Jobs →
A – Write out the records word for word, from their first line through the line containing "xmin=77 ymin=44 xmax=247 ymax=84".
B – Extend the interview with Nicolas Baier about the video Vases communicants from the point where it stops.

Extract provided →
----------------------------------------
Jacques Doyon: It seems appropriate to start with the video titled Vases communicants, a high point of the exhibition – if not its anchor point – the title of which was borrowed for the exhibition as a whole. It features vast workshop-office spaces with shiny surfaces (modelled on three-dimensional works that you’ve made before) gradually being taken over by nature that’s both luxuriant and menacing. We find ourselves in a maelstrom of materials, natural or fabricated, that look both realistic and unreal, as if we’ve been swept up in a kind of magma. Can you talk in detail about this work, what we’re looking at and how it was made, and about how it both contrasts and melds the constructed and the natural, the real and the virtual? Is it an allegory for a catastrophe to come or, on the contrary, a great mass of particles percolating?
Nicolas Baier: In fact, it’s not a question of “nature” taking over. It simply exists. I show it.
The effect you describe is no doubt due to the parallel editing of these two scenes, interior and exterior. Above all, I don’t want to talk about nature taking back its rightful place. Even in the stills from the video, I see this cohabitation, rather, as an equivalence, as two forms – disparate at first glance – displaying the same weight, each of them on one of the two platters of a single scale. I like to see it as a nod to the allegory of Plato’s cave.
In the video, the sun lashing the reflective surfaces of the walls and all the things (we don’t see the sun directly, only its reflection) is a reminder of the shadows and light flickering in the cave. Also, we can think about prehistoric cave paintings – in a way, caves were the first studios. I deliberately made sure to insert and highlight the four elements: fire, air, earth, and water.
Over time, I realized that the recurrent use of the studio as a subject in my work is analogous to movie directors constantly returning to an actor they’re obsessed with. As far as I’m concerned, the studio is an icon. It’s where ideas are manifested, where research is conducted, and where a reasonable yet informal mixture is uncovered and made real. In this sense, it’s an emblematic, almost mythical space. The studio is the absolute command post: everything is tucked in there – each decision, each attempt, each thought – so much so that over time it’s easy to get fooled into thinking that everything is born there, everything happens there, that it’s an extension of the mind. In fact, this perception is greatly exaggerated. Obviously, only a few questions, a few themes, chosen here and there, filter through, with the resources available, in an endeavour that often looks more like do-it-yourself than seriously disciplined work. I have the feeling that we capture only the reflections of things – that the traces, the shadows, and the essence evade us, constantly. That’s why I use mirrors in this video. They let me emphasize this observation.
----------------------------------------
Records excerpted from a collection

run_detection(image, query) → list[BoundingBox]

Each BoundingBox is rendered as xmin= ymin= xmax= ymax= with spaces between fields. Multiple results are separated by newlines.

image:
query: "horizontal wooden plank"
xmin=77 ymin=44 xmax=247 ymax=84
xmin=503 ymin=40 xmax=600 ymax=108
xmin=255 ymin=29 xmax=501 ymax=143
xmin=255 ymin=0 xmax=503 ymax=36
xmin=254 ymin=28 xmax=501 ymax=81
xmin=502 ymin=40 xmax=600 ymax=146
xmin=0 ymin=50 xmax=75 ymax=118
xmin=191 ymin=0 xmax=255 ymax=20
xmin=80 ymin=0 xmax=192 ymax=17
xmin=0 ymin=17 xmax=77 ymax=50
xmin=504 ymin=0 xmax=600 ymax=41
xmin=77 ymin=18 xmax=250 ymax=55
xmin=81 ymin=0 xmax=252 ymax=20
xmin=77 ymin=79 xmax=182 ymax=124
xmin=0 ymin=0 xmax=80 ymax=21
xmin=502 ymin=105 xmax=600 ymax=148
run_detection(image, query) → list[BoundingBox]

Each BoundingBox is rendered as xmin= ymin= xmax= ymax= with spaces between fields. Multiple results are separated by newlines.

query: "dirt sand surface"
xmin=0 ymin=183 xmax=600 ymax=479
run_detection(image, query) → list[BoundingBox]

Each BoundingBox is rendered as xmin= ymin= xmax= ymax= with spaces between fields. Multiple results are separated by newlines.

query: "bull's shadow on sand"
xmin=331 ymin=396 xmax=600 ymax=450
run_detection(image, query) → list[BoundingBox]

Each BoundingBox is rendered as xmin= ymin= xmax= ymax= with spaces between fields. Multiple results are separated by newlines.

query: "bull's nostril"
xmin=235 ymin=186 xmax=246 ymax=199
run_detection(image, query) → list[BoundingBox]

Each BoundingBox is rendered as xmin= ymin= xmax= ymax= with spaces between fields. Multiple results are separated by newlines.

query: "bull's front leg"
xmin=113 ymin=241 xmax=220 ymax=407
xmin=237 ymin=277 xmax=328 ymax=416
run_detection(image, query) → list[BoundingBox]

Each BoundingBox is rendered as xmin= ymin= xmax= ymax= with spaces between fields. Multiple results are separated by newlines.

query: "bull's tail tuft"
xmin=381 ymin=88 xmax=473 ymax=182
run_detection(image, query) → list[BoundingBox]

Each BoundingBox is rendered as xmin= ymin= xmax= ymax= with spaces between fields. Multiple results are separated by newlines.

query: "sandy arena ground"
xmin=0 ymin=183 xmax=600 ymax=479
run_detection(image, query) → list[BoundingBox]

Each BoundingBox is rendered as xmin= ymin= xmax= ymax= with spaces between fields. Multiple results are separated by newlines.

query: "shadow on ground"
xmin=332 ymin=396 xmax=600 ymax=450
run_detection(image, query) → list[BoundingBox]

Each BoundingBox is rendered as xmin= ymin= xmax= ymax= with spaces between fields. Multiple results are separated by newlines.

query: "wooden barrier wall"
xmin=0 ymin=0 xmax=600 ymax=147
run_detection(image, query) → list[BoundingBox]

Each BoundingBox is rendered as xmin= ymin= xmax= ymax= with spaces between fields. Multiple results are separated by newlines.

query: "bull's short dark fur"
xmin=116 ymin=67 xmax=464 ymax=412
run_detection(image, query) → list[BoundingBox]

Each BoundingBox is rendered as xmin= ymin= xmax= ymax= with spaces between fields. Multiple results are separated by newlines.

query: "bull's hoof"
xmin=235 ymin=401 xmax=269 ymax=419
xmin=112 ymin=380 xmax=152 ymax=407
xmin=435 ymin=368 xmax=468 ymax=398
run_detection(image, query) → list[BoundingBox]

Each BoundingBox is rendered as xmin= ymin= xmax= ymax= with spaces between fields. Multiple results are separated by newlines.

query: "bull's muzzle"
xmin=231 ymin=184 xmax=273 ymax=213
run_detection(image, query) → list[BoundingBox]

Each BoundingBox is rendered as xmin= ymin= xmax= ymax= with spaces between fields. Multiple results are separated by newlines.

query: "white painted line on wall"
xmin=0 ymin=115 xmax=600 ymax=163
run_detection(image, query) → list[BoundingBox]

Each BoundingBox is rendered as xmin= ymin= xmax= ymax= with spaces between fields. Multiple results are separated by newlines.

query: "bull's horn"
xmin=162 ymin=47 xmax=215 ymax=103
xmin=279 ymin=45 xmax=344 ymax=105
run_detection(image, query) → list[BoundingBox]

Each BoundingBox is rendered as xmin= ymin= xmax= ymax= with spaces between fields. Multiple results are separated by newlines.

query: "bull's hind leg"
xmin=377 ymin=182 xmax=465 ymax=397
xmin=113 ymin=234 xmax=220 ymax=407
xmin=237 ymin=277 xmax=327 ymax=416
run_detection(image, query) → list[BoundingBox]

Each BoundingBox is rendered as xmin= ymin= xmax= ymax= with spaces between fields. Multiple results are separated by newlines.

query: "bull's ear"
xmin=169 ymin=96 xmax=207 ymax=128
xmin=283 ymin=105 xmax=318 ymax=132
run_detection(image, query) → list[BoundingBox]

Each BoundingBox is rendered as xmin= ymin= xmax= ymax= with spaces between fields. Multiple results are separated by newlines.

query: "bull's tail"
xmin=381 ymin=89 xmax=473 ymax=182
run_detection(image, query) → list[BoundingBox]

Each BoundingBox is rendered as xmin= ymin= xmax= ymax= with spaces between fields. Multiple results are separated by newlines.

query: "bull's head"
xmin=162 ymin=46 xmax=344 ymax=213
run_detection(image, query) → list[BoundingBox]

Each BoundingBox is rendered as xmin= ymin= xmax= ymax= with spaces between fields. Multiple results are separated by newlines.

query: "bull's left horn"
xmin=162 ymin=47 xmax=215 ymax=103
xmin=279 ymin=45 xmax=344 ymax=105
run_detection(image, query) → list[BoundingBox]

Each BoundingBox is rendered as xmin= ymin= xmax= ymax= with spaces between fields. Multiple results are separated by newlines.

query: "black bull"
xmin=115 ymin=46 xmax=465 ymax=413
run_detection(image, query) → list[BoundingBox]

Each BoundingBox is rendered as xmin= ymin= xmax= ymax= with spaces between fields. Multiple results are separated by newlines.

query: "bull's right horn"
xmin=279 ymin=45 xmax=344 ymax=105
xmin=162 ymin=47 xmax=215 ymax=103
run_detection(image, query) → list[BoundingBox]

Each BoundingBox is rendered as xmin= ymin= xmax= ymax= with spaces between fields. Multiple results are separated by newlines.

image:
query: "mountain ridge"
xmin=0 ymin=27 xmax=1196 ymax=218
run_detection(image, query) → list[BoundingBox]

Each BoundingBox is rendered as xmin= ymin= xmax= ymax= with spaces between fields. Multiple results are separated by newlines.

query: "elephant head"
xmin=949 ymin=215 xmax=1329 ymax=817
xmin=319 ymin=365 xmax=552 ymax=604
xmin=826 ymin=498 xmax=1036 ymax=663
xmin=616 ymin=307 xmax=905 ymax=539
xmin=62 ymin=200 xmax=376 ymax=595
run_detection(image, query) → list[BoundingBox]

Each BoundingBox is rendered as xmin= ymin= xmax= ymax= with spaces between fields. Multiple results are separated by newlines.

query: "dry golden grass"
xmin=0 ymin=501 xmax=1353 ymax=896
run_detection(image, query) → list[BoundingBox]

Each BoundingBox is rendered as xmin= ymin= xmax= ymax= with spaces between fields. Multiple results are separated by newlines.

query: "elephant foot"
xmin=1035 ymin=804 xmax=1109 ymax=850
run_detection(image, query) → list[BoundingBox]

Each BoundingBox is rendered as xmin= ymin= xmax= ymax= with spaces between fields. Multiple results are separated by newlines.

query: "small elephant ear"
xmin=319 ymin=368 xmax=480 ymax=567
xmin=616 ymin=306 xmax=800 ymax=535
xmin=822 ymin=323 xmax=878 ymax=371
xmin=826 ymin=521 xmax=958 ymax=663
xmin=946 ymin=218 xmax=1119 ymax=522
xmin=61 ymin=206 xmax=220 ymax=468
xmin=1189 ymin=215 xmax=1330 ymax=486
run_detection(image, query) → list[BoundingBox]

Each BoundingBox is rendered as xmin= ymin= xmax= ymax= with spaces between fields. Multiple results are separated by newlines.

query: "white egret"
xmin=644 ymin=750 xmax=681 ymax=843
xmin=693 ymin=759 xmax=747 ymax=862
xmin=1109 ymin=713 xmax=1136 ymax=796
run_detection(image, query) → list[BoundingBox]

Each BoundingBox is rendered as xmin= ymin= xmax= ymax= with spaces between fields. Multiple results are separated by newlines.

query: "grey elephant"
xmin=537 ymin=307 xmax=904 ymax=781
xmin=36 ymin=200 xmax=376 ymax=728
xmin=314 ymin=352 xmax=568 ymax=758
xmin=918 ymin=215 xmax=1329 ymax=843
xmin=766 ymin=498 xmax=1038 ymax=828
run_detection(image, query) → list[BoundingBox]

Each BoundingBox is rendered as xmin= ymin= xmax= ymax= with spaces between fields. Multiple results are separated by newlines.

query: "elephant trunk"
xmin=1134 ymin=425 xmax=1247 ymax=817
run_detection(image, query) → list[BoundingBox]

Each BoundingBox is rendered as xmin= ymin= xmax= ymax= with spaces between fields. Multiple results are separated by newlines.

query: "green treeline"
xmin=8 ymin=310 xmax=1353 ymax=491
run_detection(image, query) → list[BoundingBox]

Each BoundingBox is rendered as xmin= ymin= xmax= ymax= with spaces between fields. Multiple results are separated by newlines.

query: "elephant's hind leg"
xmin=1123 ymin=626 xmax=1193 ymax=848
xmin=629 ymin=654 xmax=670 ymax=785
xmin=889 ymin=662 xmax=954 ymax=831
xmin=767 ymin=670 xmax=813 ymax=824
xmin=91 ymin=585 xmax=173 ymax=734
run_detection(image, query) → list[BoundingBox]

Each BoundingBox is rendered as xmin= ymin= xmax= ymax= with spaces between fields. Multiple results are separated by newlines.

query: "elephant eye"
----------------------------------------
Results by task →
A –
run_detection(image, query) → list[BoundingBox]

Each BoundingBox is rendered as xmin= ymin= xmax= ymax= with spaces between fields. Multiple results are separated by newlines.

image:
query: "horizontal wooden plank"
xmin=77 ymin=44 xmax=247 ymax=84

B –
With the mirrors, the gaze is under tension, skewed, it can’t rest or stop at an end point. It never gets a break. The eye endlessly ricochets off edges, off the walls of things, so it can rebound on other surfaces, everywhere it goes, in a constant coming and going, a perpetual mise en abyme. Our comprehension of the area and the concept of a place resurfaced like this is blurred by the incessant play of reflections that emanate from each plane.
By definition, the studio is a space for thought, where you consider the concrete, where you point to and focus your attention on a chosen segment of reality. So, the studio is a mirror: of reality, of what’s happening, of the “there is.” Some days, I admit, that I feel like I’m chained or imprisoned there, and that my understanding of what is around me is completely coloured by that space. Like with the mirror and the cave, there is this play on recording and projection that takes place there every day.
Despite this, the world of ideas is omnipresent and, as in Plato’s allegory, it is mainly somewhere else, outside, always elsewhere. In the video, I chose the forest to evoke the incommensurable totality of what exists. It seems to me to be a logical choice. It’s a good illustration of the fairly common, widespread idea of nature (and all its possibilities): it’s inclusive, it encompasses everything, nothing eludes it – land, water, elements, flesh, thoughts, planets, stars, cosmos, machines. The forest is also probably our earliest habitat, our original home. They say that we descended from trees. If there is one place on Earth we’ve been associated with, intrinsically, since our first unsteady steps, it’s the wooded expanse.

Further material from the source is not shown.